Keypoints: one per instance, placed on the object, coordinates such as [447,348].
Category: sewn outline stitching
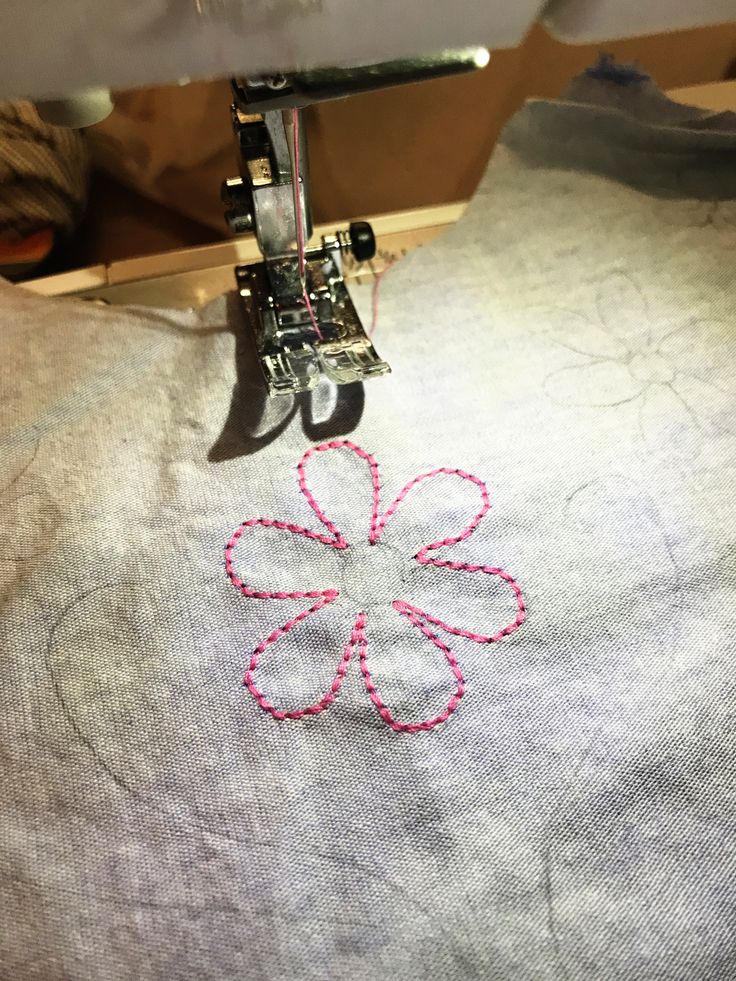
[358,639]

━━━━━━━━━━━━━━━━━━━━━━━━━━━━━━

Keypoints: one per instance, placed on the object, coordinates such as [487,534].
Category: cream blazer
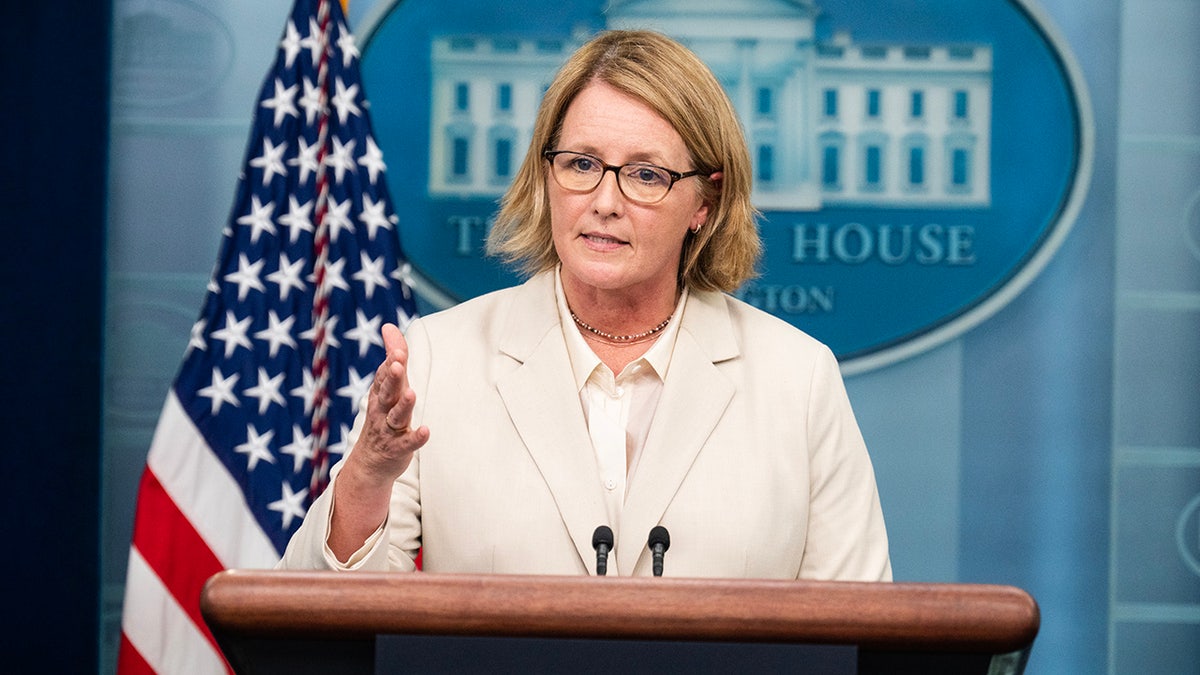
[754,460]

━━━━━━━━━━━━━━━━━━━━━━━━━━━━━━

## AIM
Locate every row above that contains the word "placed", and copy each such row in full.

## ANSWER TO THIS TASK
Keypoints: one per instance, placed on the object, coordinates such as [447,348].
Keypoints: one per instance, placed on the object, coordinates such as [487,534].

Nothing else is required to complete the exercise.